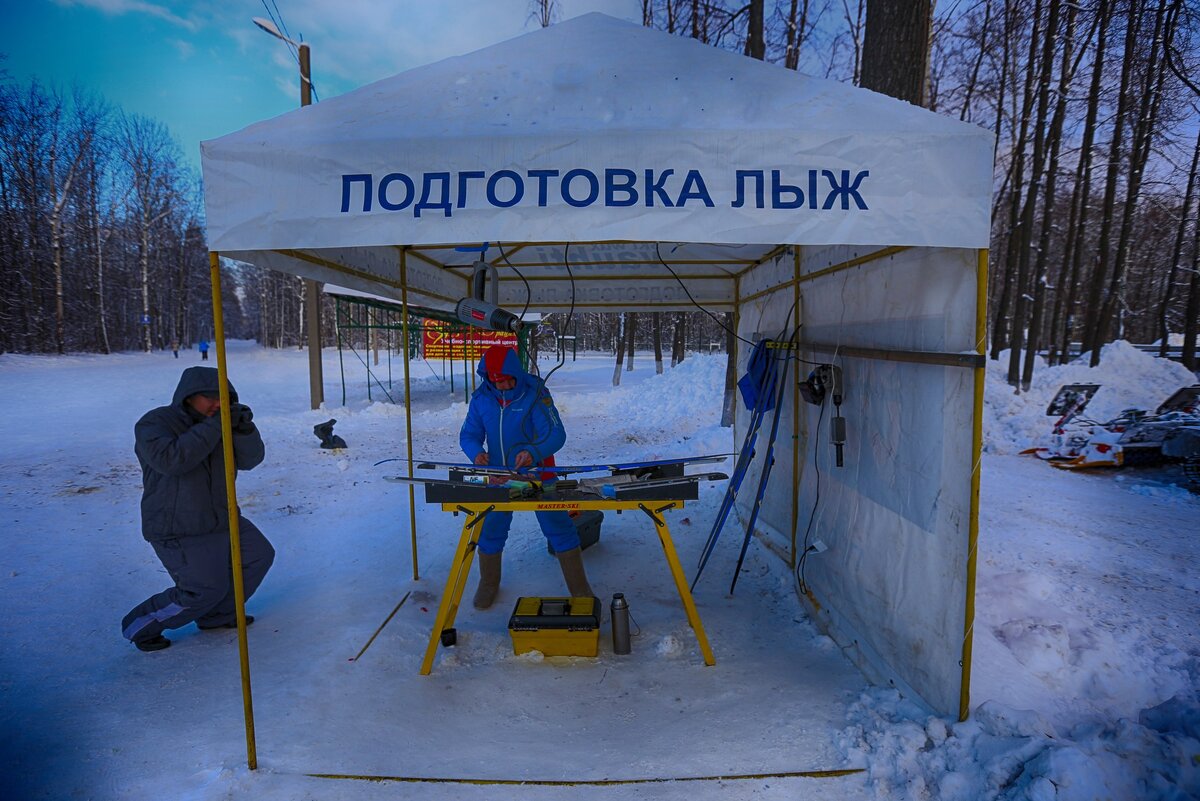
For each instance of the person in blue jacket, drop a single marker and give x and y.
(511, 421)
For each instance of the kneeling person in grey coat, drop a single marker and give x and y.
(185, 512)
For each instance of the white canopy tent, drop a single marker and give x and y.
(622, 168)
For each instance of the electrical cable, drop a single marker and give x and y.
(676, 276)
(570, 313)
(525, 419)
(816, 503)
(276, 17)
(528, 290)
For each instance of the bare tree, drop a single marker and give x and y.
(895, 48)
(151, 157)
(545, 12)
(630, 336)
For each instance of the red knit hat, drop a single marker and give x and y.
(493, 361)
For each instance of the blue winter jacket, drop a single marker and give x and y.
(504, 423)
(183, 463)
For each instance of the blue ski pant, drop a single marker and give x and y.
(558, 528)
(203, 573)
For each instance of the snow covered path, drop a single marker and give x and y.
(1086, 615)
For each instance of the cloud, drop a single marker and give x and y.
(118, 7)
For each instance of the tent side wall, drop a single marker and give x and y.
(892, 585)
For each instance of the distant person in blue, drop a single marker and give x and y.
(185, 510)
(513, 422)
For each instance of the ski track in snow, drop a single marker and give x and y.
(1085, 663)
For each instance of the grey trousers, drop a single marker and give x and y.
(203, 573)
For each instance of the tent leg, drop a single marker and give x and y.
(976, 456)
(408, 408)
(239, 589)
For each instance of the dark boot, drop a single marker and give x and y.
(489, 579)
(155, 643)
(573, 571)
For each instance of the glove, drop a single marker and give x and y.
(241, 419)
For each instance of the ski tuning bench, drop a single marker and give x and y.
(477, 511)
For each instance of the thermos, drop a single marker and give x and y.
(619, 610)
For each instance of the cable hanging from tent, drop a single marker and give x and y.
(276, 17)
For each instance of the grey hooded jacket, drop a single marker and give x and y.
(183, 463)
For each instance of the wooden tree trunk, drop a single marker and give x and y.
(619, 347)
(1083, 194)
(756, 46)
(1141, 138)
(657, 317)
(1192, 313)
(1164, 330)
(895, 48)
(1024, 233)
(1099, 278)
(630, 335)
(1049, 202)
(1000, 318)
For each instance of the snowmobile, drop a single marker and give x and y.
(1135, 437)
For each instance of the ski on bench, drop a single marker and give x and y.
(565, 469)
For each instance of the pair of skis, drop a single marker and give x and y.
(604, 487)
(768, 393)
(563, 470)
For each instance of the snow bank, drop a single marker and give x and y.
(1012, 754)
(1128, 379)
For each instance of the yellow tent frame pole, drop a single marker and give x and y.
(796, 409)
(408, 407)
(976, 456)
(239, 589)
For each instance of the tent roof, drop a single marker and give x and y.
(595, 131)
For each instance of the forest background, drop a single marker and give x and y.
(1095, 106)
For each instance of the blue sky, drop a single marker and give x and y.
(204, 70)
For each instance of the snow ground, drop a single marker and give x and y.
(1086, 648)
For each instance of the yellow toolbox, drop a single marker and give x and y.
(556, 626)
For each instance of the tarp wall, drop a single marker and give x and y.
(895, 518)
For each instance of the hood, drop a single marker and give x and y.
(504, 361)
(199, 379)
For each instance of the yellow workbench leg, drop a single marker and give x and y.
(684, 592)
(460, 568)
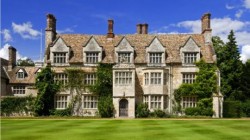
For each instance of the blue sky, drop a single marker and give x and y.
(23, 21)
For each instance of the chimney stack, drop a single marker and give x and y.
(110, 33)
(145, 28)
(12, 58)
(205, 23)
(139, 28)
(142, 28)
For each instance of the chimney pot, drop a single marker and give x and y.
(110, 33)
(12, 58)
(205, 22)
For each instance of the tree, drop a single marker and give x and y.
(76, 86)
(230, 67)
(25, 62)
(204, 87)
(246, 80)
(47, 89)
(104, 89)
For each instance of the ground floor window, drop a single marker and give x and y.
(18, 89)
(90, 102)
(156, 101)
(61, 101)
(188, 101)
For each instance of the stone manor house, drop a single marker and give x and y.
(147, 67)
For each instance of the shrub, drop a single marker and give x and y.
(158, 113)
(64, 112)
(105, 107)
(232, 109)
(142, 110)
(20, 105)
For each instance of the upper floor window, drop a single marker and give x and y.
(18, 89)
(155, 58)
(190, 58)
(59, 58)
(123, 78)
(188, 78)
(92, 57)
(155, 78)
(61, 78)
(123, 57)
(146, 78)
(90, 79)
(188, 101)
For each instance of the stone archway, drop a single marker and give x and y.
(123, 108)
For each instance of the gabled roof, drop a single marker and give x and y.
(172, 43)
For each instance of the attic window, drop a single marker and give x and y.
(123, 57)
(92, 57)
(155, 58)
(59, 58)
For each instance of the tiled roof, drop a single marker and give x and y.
(172, 43)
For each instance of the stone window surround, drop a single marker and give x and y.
(89, 102)
(61, 101)
(18, 90)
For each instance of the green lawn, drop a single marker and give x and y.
(135, 129)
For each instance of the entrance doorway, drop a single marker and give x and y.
(123, 108)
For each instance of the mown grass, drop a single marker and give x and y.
(113, 129)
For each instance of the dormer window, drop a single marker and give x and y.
(124, 57)
(155, 53)
(155, 58)
(124, 52)
(91, 57)
(59, 58)
(190, 58)
(92, 52)
(20, 74)
(190, 52)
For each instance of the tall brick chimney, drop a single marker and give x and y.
(12, 58)
(142, 28)
(205, 28)
(110, 33)
(139, 28)
(50, 33)
(205, 23)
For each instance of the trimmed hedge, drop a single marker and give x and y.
(142, 110)
(232, 109)
(17, 106)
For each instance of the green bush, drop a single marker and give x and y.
(142, 110)
(20, 105)
(158, 113)
(198, 111)
(64, 112)
(232, 109)
(105, 107)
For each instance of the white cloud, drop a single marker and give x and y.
(229, 7)
(239, 13)
(247, 4)
(66, 30)
(245, 53)
(25, 30)
(4, 53)
(6, 35)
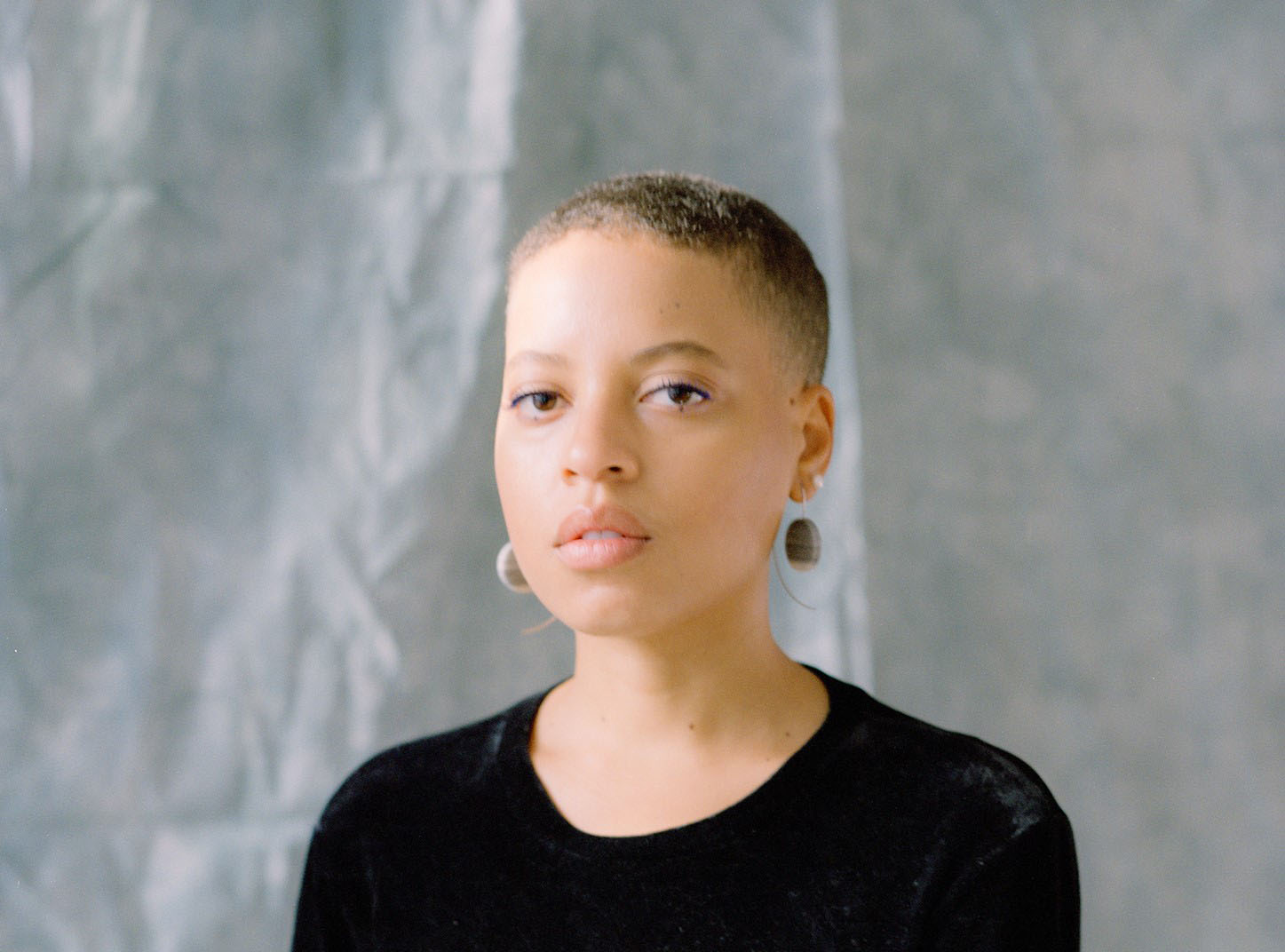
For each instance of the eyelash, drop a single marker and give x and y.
(681, 385)
(689, 390)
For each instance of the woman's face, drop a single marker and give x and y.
(648, 436)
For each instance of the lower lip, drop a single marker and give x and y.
(586, 554)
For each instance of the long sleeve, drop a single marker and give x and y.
(322, 922)
(1022, 898)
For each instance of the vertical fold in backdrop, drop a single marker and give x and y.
(250, 269)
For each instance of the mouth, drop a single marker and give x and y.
(599, 538)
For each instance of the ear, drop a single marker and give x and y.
(815, 409)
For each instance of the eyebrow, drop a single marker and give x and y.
(648, 355)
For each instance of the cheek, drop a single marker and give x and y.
(738, 492)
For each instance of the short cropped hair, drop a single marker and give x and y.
(699, 213)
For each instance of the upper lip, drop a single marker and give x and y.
(606, 518)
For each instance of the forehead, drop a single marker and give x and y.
(588, 279)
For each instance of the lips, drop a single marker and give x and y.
(599, 538)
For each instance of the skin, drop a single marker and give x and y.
(638, 376)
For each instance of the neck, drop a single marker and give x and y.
(703, 684)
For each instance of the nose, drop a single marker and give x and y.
(600, 443)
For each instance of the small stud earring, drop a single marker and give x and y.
(802, 538)
(509, 571)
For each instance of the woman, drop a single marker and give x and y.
(689, 787)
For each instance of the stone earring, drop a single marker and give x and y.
(509, 571)
(802, 538)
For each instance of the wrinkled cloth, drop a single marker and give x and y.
(880, 833)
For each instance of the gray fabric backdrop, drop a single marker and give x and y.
(250, 264)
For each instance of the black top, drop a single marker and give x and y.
(880, 833)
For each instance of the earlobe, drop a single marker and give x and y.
(816, 408)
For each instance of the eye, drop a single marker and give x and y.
(676, 393)
(532, 405)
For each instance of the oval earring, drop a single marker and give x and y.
(804, 538)
(509, 571)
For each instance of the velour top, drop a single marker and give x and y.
(880, 833)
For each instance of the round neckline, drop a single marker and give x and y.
(536, 813)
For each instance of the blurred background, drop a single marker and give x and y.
(250, 285)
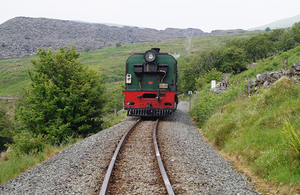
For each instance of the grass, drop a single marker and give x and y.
(251, 128)
(12, 165)
(111, 60)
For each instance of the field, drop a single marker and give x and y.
(111, 61)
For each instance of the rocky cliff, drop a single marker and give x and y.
(21, 36)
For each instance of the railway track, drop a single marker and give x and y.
(136, 167)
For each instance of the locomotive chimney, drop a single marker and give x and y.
(156, 50)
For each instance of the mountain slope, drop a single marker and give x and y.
(21, 36)
(284, 23)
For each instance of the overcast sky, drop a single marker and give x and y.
(206, 15)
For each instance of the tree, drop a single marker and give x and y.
(231, 59)
(118, 44)
(204, 61)
(258, 47)
(64, 97)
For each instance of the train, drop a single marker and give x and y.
(151, 84)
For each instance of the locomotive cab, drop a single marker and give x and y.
(151, 84)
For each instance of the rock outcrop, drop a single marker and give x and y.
(269, 78)
(21, 36)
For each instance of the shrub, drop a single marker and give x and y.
(291, 136)
(28, 143)
(64, 96)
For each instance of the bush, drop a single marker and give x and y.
(291, 136)
(64, 97)
(28, 143)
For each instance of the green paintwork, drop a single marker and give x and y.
(155, 78)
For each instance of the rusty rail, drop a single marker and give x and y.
(160, 163)
(105, 183)
(113, 160)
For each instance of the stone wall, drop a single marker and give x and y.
(267, 79)
(21, 36)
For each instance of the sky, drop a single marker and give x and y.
(206, 15)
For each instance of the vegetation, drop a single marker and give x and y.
(236, 53)
(201, 59)
(63, 98)
(262, 130)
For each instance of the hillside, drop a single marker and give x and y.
(284, 23)
(21, 36)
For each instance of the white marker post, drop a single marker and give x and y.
(190, 93)
(213, 84)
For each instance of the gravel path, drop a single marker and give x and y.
(192, 164)
(136, 170)
(194, 167)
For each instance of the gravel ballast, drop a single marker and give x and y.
(193, 165)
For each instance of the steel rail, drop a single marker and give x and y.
(105, 183)
(160, 163)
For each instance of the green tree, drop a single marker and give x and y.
(187, 79)
(64, 97)
(258, 47)
(204, 79)
(204, 61)
(6, 129)
(286, 41)
(296, 32)
(231, 59)
(238, 43)
(118, 44)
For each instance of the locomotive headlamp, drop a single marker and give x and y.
(150, 56)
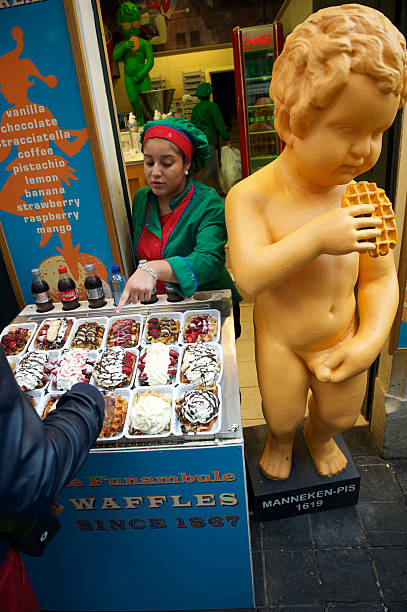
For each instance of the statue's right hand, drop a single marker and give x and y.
(345, 230)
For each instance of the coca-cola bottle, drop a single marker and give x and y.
(40, 291)
(67, 290)
(94, 288)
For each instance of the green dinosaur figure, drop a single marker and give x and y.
(137, 55)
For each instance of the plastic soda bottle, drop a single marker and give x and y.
(117, 283)
(40, 291)
(94, 288)
(67, 290)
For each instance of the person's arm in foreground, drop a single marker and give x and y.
(38, 457)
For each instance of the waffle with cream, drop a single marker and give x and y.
(150, 413)
(53, 334)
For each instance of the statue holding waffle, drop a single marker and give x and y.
(303, 234)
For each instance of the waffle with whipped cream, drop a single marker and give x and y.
(157, 365)
(89, 336)
(200, 328)
(15, 340)
(53, 334)
(115, 415)
(150, 413)
(124, 332)
(200, 365)
(114, 368)
(34, 371)
(74, 365)
(198, 409)
(164, 330)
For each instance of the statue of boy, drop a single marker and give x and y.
(137, 55)
(336, 87)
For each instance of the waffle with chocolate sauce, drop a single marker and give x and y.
(198, 409)
(88, 336)
(115, 415)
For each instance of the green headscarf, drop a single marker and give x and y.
(195, 136)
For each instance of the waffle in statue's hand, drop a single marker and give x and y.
(369, 193)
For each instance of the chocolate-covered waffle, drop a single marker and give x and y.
(88, 336)
(15, 340)
(150, 413)
(198, 409)
(200, 365)
(164, 330)
(124, 332)
(115, 415)
(53, 334)
(369, 193)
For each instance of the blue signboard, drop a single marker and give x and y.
(150, 530)
(50, 206)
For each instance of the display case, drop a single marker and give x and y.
(156, 507)
(254, 52)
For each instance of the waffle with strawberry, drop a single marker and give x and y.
(115, 415)
(114, 368)
(200, 328)
(15, 340)
(157, 365)
(164, 330)
(124, 332)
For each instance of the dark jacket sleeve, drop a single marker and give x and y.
(38, 457)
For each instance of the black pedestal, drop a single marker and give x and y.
(304, 491)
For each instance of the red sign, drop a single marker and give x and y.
(264, 40)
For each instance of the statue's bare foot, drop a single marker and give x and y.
(275, 462)
(327, 456)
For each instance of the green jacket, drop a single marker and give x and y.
(195, 247)
(208, 118)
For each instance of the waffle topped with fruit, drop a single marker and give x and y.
(162, 330)
(200, 328)
(114, 368)
(89, 336)
(53, 334)
(115, 415)
(124, 332)
(15, 340)
(34, 371)
(157, 365)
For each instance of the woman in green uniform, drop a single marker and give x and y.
(179, 223)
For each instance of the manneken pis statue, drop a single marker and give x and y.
(336, 87)
(137, 55)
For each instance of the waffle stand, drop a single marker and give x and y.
(159, 522)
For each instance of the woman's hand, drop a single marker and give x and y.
(138, 288)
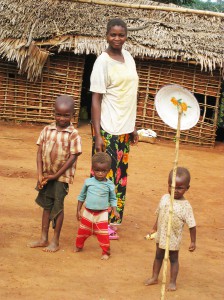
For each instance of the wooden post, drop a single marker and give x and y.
(166, 256)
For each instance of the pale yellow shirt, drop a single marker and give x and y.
(118, 82)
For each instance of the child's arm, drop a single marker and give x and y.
(113, 200)
(81, 199)
(115, 212)
(78, 213)
(68, 164)
(192, 246)
(39, 167)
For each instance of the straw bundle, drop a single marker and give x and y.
(34, 101)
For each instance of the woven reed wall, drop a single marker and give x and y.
(206, 88)
(22, 100)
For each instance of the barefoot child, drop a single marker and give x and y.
(182, 213)
(59, 145)
(98, 193)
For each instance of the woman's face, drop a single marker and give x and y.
(116, 37)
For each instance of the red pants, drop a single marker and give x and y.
(94, 222)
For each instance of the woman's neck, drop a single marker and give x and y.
(115, 54)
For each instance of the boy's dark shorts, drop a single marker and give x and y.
(51, 197)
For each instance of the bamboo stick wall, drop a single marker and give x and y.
(22, 100)
(206, 88)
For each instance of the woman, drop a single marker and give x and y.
(114, 84)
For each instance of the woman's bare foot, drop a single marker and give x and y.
(77, 249)
(172, 287)
(105, 257)
(51, 248)
(151, 281)
(40, 243)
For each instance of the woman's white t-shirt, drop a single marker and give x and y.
(118, 82)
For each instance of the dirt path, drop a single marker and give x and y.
(32, 274)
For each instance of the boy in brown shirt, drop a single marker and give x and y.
(59, 146)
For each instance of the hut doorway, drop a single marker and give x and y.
(86, 95)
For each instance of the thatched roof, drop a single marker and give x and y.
(30, 30)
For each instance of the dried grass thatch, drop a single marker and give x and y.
(80, 27)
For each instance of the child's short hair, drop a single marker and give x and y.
(66, 100)
(116, 22)
(102, 158)
(182, 172)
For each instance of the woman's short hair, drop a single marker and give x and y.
(116, 22)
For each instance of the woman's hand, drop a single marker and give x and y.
(192, 247)
(78, 215)
(99, 144)
(134, 137)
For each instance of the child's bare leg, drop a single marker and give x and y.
(43, 241)
(105, 257)
(54, 244)
(156, 266)
(174, 268)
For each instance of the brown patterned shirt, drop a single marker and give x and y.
(57, 146)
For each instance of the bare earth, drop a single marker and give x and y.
(27, 273)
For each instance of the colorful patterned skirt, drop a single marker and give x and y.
(118, 147)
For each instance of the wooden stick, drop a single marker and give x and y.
(163, 288)
(153, 7)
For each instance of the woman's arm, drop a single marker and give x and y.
(96, 116)
(39, 167)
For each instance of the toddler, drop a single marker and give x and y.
(98, 193)
(59, 146)
(182, 213)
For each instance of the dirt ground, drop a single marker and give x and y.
(27, 273)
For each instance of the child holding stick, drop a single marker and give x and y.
(182, 213)
(98, 193)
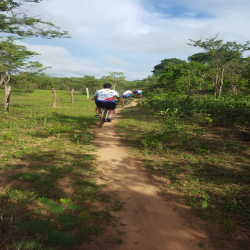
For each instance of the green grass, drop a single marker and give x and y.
(205, 168)
(48, 192)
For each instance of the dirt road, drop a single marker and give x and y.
(152, 223)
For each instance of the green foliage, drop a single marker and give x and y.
(158, 69)
(225, 111)
(15, 20)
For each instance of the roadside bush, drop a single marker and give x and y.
(203, 110)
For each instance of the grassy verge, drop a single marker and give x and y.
(205, 168)
(49, 197)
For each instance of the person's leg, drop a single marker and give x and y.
(97, 110)
(111, 112)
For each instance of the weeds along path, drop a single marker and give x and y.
(151, 223)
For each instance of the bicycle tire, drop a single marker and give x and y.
(102, 119)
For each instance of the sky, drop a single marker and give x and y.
(132, 36)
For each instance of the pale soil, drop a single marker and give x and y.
(152, 223)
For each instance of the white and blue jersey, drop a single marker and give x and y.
(106, 95)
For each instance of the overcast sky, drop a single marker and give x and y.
(132, 36)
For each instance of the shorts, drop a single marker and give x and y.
(107, 105)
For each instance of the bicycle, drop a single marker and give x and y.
(126, 100)
(103, 117)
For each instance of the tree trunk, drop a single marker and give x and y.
(7, 98)
(54, 98)
(221, 82)
(87, 91)
(216, 84)
(72, 95)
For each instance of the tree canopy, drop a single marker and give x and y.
(14, 19)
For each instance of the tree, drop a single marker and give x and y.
(187, 78)
(220, 54)
(14, 60)
(158, 69)
(15, 20)
(115, 78)
(200, 57)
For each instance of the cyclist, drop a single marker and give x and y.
(105, 98)
(127, 94)
(139, 93)
(134, 91)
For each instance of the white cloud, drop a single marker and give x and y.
(130, 35)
━━━━━━
SHORT EXERCISE: The required output is the span of lines from the one containing "For each instance of the bicycle, drop" to the last line, reproduced character for character.

ANSWER IN FULL:
For each instance of the bicycle, drop a single marker and give x and y.
(126, 100)
(103, 117)
For each instance of the tree trunk, drop a single marker and give x and y.
(7, 98)
(54, 98)
(221, 82)
(87, 91)
(216, 84)
(72, 95)
For each instance of the tree canopy, drop a single marker and give x and y.
(14, 19)
For each instance of the tree, drop a single marker and give x and y.
(187, 78)
(220, 54)
(14, 60)
(158, 69)
(15, 20)
(115, 78)
(200, 57)
For each instance of the cyclist, drop a single marker and give x and y.
(105, 98)
(127, 94)
(139, 93)
(134, 91)
For each instance of the white cloud, drop a single marker and give x and y.
(130, 35)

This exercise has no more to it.